AIM OF THE EXERCISE> Copy the data verbatim from the line containing "field of crops -> point" through the end of the data, inclusive.

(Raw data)
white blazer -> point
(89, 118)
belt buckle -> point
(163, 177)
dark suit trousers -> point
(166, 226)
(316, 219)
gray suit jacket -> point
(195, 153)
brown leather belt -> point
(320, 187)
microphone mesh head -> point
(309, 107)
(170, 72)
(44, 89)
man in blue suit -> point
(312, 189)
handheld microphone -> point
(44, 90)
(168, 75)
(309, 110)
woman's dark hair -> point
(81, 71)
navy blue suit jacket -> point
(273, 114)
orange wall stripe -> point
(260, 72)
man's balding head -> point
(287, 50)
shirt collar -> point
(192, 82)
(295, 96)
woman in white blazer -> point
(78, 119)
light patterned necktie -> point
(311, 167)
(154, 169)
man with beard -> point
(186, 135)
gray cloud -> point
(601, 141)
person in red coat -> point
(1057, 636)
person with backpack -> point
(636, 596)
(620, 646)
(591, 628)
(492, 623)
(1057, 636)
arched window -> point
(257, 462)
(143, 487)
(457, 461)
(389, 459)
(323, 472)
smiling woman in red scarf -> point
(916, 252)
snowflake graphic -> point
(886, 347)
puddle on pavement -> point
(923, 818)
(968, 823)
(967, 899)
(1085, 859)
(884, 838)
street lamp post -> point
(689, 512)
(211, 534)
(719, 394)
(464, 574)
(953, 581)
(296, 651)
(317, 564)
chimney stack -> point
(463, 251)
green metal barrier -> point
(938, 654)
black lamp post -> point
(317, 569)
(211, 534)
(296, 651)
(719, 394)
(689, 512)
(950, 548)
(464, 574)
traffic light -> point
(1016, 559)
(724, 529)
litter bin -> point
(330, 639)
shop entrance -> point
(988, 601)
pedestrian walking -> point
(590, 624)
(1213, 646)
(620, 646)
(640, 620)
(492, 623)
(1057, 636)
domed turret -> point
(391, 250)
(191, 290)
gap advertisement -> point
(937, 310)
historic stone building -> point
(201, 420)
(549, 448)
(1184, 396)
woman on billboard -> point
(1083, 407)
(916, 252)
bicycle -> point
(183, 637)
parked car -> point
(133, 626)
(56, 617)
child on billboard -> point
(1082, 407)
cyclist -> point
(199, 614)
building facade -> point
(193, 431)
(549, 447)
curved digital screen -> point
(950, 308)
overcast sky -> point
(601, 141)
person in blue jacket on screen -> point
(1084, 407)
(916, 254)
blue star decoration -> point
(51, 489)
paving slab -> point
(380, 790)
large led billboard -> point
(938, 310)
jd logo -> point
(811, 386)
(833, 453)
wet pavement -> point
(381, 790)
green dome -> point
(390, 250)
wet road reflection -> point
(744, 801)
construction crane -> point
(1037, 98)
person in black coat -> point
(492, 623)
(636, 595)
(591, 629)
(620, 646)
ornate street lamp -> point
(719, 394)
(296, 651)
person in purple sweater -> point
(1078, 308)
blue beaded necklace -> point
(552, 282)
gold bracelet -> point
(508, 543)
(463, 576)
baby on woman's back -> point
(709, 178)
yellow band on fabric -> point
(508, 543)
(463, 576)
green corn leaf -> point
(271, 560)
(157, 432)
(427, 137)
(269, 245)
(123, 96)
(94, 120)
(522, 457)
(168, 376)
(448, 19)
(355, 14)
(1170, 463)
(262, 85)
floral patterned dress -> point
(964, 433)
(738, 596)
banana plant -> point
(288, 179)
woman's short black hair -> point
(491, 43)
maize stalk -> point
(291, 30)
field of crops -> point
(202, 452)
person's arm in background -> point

CORRECT RESULT>
field of crops -> point
(202, 452)
person's arm in background -> point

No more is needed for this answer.